TASKS AND EXERCISES:
(a) In the Franz Ferdinand article, who gave Alex Kapranos the bass guitar that led him to start the group?
(b) Extract the passage of the Franz Ferdinand article starting with "Kapranos started the" and going on through "join the band.".

New Faces: Franz Ferdinand
Earlier this year, Scottish art-funk band Franz Ferdinand found itself in strange company: The quartet’s song “Take Me Out” — released on the small Domino label — landed at Number Three on the British singles chart, just behind Kelis and the latest winner of the U.K.’s Pop Idol contest, Michelle McManus. The herky-jerky track is not your typical chart-topper, but the members of Franz Ferdinand see nothing unusual about its success. “The best moments in pop music are when outsiders come into the mainstream,” says singer Alex Kapranos. “We’re playing pop music, the same way that Nirvana was a pop band and the Shangri-Las were a pop band.”
Kapranos started the group in the spring of 2002, after Mick Cooke from Belle and Sebastian gave him a bass guitar and told him to do something useful with it. Kapranos gave his friend Bob Hardy a few lessons on the instrument and recruited drummer Paul Thomson. Shortly thereafter, Kapranos met guitarist Nick McCarthy at a party, fought with him about a bottle of vodka, called a truce and asked him to join the band.
Franz Ferdinand began throwing dance parties at the Chateau, a rehearsal space they set up in an abandoned warehouse in Glasgow. “Instead of paying rent, we upgraded the building,” Kapranos says. After noise complaints, they relocated to an abandoned jail. “It isn’t that bad,” says Hardy. “A lot of the cells are in very good condition.”
Their mission, Kapranos says, is to be a live band that makes crowds dance. “We admired the directness of Joy Division but didn’t want that somber mood,” he says. “We liked the grand drama of Roxy Music but didn’t want to sing falsetto. We were sick of going to gigs and seeing people standing there. We would go to dance clubs, and there would be an exciting mix of rock music with electronic music. It makes you think that there’s really no difference between the two at all. And why should there be?”

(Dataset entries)
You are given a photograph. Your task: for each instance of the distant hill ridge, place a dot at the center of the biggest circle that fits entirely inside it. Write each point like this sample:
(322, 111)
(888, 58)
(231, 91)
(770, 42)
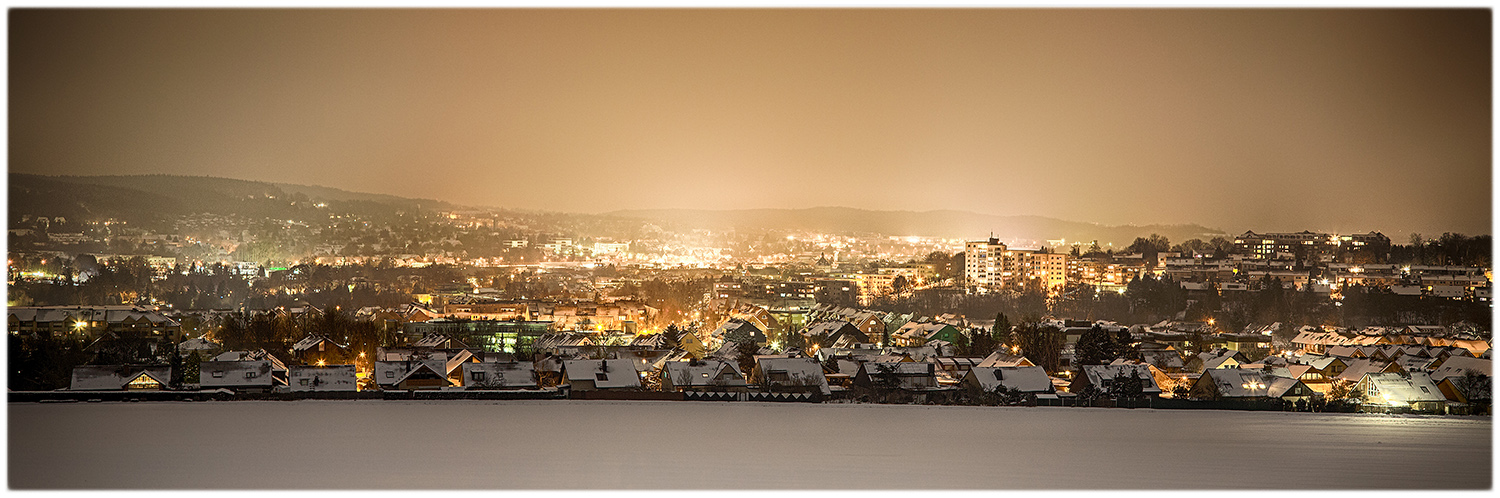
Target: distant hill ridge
(947, 224)
(159, 197)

EXERCISE ANSWERS:
(a) Mick Cooke from Belle and Sebastian.

(b)
Kapranos started the group in the spring of 2002, after Mick Cooke from Belle and Sebastian gave him a bass guitar and told him to do something useful with it. Kapranos gave his friend Bob Hardy a few lessons on the instrument and recruited drummer Paul Thomson. Shortly thereafter, Kapranos met guitarist Nick McCarthy at a party, fought with him about a bottle of vodka, called a truce and asked him to join the band.